------ INFORMATION PROVIDED ------
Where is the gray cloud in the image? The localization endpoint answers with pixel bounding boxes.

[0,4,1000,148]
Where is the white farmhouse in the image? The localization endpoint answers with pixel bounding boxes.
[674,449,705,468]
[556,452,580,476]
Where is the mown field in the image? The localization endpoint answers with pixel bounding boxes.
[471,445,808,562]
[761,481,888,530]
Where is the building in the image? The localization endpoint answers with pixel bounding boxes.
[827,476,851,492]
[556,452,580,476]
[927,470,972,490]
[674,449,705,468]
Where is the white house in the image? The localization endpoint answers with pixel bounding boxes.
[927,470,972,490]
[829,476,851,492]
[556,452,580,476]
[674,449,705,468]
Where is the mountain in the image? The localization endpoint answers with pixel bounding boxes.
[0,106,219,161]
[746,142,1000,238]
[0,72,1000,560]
------
GIVEN INSTRUCTION:
Reproduce all of the records above verbatim, line for line.

COMPLETE RESPONSE:
Where is the gray cloud in the image? The localization endpoint answers with pixel bounding boxes.

[0,4,1000,148]
Where is the white farmhouse in the image? The localization endpoint answers with pixel bounding boxes.
[674,449,705,468]
[556,452,580,476]
Where is the mown field in the image? The localization endpoint answers with pixel bounding boxes.
[471,445,808,562]
[761,481,888,530]
Where is the building in the image? The localization endpoint answers with pixel bounding boxes.
[827,476,851,492]
[556,452,580,476]
[927,470,972,490]
[674,449,705,468]
Where is the white house in the image? The localization endpoint answers with pixel bounding boxes.
[927,470,972,490]
[829,476,851,492]
[556,452,580,476]
[674,449,705,468]
Where is the mountain in the image? The localization endpoint answers with pixel bounding boxes.
[0,106,219,161]
[746,142,1000,238]
[0,72,1000,560]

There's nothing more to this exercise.